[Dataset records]
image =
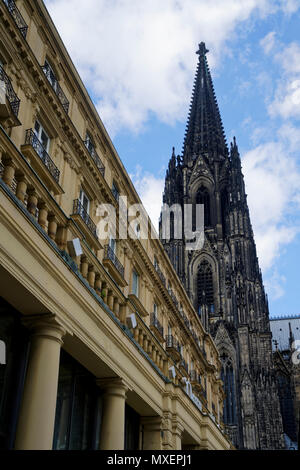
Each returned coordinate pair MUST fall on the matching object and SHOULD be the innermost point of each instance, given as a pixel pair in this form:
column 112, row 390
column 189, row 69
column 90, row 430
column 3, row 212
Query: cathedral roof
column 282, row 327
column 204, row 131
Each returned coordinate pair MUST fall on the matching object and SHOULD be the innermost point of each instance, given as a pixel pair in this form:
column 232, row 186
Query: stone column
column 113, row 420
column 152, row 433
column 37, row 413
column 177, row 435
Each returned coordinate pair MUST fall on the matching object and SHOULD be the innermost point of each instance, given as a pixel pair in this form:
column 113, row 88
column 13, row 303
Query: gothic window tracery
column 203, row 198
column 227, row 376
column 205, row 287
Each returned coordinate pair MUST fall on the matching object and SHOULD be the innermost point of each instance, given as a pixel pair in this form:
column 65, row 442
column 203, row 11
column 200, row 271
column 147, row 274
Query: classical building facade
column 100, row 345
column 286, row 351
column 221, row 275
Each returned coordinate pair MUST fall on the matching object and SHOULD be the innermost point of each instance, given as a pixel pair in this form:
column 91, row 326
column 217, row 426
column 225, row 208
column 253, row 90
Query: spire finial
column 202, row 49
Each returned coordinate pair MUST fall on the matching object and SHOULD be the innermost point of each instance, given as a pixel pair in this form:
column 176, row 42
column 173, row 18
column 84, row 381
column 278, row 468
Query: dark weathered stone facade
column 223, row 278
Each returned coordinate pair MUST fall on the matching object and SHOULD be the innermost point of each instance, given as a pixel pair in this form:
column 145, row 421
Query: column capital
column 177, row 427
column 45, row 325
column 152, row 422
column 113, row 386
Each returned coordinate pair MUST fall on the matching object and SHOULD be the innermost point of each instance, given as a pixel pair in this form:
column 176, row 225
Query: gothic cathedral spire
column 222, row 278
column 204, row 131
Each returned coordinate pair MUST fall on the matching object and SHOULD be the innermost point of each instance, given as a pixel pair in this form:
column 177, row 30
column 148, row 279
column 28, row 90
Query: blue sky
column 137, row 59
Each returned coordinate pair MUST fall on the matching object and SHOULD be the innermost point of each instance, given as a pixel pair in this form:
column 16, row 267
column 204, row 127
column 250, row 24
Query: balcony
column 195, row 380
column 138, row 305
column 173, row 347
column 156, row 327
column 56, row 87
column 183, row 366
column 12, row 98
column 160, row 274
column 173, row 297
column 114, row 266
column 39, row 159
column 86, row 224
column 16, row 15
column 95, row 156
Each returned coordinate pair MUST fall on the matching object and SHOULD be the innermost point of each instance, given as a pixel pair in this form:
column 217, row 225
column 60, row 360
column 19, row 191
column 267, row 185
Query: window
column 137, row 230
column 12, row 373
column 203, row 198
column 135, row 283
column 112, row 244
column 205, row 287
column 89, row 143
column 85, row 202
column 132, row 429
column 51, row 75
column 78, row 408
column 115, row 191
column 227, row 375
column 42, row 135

:: Task to complete ::
Set down each entry above word for word, without its pictures.

:: Task solution ::
image =
Each returned coordinate pair MUST fall on the matching object and SHOULD be the innermost point of each instance, given as a pixel pair in this form:
column 112, row 390
column 189, row 69
column 90, row 430
column 3, row 212
Query: cathedral roof
column 282, row 327
column 204, row 131
Each returned coordinate pair MUST fall on the matching object and SHOULD be the innermost point of each instance, given as a pixel pair in this form:
column 232, row 186
Query: stone column
column 113, row 420
column 152, row 433
column 37, row 413
column 177, row 435
Each returned coordinate pair MUST fall on the matching object and SHOULD be the innermost point of each instance, given as a pixel pair in this form:
column 113, row 88
column 13, row 303
Query: gothic window tracery
column 203, row 198
column 227, row 376
column 205, row 287
Each returned coordinate pair MUST fall on the matching object and SHOULD be the innermost point of each instance, given as a pixel pair in this form:
column 65, row 442
column 203, row 11
column 200, row 271
column 147, row 274
Query: classical building facade
column 100, row 345
column 286, row 351
column 221, row 275
Each returned coordinate pair MUST fall on the matching object and SHOULD be the innermost point of each instance, given as a pixel pair in this form:
column 91, row 326
column 217, row 426
column 225, row 208
column 253, row 90
Query: spire finial
column 202, row 49
Each returned coordinate pair MUST fall on the matching object and SHOULD be the innermost point of each instance, given as a pixel pair in this form:
column 176, row 42
column 173, row 18
column 84, row 381
column 278, row 468
Query: dark weathered stone facade
column 223, row 278
Each returned coordinate pair MUST fall on the matching object and SHOULD be the innermost point of each instance, given as a pixel pair in this form:
column 145, row 421
Query: column capital
column 177, row 427
column 45, row 325
column 152, row 422
column 113, row 386
Each returned coordinate pair MUST fall on the matching object and SHOULD be the innermost point of each instance, given as a pixel pair in this form:
column 176, row 225
Query: gothic cathedral spire
column 222, row 278
column 204, row 131
Each returned coordinate pair MUST fall on the matching object and SHOULD be the innermost point of each instance, given as a pixel pair in this form:
column 177, row 30
column 148, row 279
column 28, row 90
Query: blue sky
column 137, row 59
Each returned coordinate pair MUST fall on the matching object and SHOULD be the innermost point of each instance, given as a pixel pair in this form:
column 16, row 267
column 204, row 127
column 250, row 24
Query: balcony
column 195, row 380
column 138, row 305
column 173, row 347
column 156, row 327
column 56, row 87
column 183, row 366
column 12, row 98
column 160, row 274
column 173, row 297
column 114, row 266
column 39, row 159
column 86, row 224
column 16, row 15
column 95, row 156
Each returned coordinate pair MUST fall on the matching object and SHOULD be the innermost point of each instance, given as a pixel pair in this form:
column 217, row 225
column 60, row 360
column 19, row 191
column 267, row 185
Query: window
column 137, row 230
column 12, row 373
column 203, row 198
column 135, row 283
column 112, row 244
column 205, row 287
column 89, row 143
column 85, row 202
column 132, row 429
column 51, row 75
column 78, row 408
column 115, row 191
column 227, row 375
column 42, row 135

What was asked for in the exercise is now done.